# WORK TASK
What is needed is a verbatim copy of the data, minus the pictures.

# RECORDS FOR THIS TASK
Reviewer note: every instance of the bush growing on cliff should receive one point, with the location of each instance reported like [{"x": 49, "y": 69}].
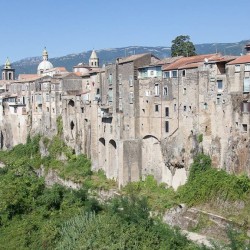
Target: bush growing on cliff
[{"x": 206, "y": 183}]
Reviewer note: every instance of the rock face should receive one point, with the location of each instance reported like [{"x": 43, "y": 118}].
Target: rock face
[
  {"x": 51, "y": 178},
  {"x": 139, "y": 116}
]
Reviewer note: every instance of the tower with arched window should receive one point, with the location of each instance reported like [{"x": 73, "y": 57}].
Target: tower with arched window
[{"x": 8, "y": 73}]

# RESPONSE AREA
Reviewer note: every instance of the bush growing on cliff should receive one point, with the location of each instance reported like [{"x": 49, "y": 69}].
Target: bush growing on cliff
[{"x": 206, "y": 183}]
Reviewer note: every instance of the rock face should receive one point, with the location of each instance reported like [{"x": 43, "y": 118}].
Target: rock face
[
  {"x": 51, "y": 178},
  {"x": 139, "y": 116}
]
Reviewer note: every instance of the tower with arched window should receive one point, with the location of each instance reported like [{"x": 73, "y": 57}].
Target: tower with arched window
[{"x": 8, "y": 73}]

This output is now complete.